> [JOB]:
List each line of the material that contains the string "target". Letter case must match.

> [SUPPLIED MATERIAL]:
________________________________________
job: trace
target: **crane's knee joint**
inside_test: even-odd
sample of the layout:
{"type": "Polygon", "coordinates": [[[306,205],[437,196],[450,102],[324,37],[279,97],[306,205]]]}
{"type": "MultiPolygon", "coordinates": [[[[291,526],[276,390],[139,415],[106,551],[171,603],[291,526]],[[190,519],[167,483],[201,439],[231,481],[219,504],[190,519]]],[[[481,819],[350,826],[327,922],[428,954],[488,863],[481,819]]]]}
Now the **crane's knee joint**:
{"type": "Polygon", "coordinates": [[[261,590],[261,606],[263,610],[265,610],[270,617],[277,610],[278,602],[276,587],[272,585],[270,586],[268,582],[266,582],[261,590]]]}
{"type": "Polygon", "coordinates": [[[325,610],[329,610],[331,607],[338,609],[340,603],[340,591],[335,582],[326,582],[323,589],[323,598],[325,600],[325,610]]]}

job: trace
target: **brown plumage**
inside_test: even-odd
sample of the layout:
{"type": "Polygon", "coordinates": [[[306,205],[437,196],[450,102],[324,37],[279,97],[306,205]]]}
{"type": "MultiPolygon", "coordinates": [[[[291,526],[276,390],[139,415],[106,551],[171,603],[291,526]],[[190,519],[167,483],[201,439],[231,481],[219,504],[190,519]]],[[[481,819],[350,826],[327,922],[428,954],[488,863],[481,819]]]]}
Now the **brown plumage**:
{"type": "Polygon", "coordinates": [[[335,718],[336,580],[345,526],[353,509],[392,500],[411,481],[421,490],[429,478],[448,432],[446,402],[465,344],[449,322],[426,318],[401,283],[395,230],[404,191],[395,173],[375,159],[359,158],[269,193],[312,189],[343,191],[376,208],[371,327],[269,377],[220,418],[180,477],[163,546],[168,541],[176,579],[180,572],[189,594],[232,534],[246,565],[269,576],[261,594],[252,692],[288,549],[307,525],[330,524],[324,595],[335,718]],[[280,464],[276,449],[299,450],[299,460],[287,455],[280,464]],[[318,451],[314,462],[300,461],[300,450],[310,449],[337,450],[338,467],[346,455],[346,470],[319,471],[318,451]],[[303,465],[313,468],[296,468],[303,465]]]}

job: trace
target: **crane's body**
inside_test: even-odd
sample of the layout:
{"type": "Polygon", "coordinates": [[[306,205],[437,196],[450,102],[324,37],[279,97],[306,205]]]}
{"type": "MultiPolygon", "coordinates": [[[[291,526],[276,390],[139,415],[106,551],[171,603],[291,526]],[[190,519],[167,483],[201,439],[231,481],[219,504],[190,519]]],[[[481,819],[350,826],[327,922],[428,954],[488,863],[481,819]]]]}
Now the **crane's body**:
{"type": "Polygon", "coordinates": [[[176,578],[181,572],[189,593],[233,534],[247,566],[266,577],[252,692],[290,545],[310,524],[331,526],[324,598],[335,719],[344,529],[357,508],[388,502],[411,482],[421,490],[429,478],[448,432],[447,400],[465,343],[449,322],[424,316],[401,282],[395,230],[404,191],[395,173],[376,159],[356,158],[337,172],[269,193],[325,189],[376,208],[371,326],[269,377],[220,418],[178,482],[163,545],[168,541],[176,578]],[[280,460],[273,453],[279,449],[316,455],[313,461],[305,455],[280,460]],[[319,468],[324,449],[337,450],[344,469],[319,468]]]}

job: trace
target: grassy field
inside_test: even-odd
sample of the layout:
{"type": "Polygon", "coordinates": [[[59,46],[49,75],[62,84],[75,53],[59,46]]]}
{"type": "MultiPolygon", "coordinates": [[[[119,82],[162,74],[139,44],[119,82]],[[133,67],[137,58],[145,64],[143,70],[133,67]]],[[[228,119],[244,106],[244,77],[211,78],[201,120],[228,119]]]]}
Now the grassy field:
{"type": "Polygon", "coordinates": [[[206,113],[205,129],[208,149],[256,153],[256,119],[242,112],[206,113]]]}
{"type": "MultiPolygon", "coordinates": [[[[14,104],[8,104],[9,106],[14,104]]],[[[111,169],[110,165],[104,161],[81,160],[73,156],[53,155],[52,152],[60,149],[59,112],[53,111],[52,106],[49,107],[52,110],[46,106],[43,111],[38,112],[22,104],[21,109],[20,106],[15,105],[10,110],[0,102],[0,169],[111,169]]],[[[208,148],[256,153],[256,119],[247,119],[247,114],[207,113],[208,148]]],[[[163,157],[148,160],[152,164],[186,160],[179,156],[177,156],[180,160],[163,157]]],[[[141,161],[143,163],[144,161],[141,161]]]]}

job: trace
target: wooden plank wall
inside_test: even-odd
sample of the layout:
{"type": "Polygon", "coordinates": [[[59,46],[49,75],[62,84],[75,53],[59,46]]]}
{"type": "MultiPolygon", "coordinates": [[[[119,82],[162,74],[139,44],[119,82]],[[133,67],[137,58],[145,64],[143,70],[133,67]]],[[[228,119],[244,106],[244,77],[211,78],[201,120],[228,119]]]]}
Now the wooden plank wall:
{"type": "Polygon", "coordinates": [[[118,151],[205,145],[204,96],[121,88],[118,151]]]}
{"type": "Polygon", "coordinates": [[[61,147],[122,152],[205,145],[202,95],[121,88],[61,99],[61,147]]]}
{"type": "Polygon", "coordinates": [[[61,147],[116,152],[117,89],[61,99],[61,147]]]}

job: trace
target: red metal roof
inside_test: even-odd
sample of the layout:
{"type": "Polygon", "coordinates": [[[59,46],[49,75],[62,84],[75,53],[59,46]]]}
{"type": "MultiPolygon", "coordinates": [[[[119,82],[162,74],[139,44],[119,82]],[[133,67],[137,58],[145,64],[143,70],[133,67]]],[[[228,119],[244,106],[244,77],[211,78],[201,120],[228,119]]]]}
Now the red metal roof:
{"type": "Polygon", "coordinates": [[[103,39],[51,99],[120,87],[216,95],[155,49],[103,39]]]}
________________________________________
> [RESULT OF THE EXERCISE]:
target: **crane's knee joint**
target: **brown plumage**
target: **crane's body**
target: grassy field
target: wooden plank wall
target: red metal roof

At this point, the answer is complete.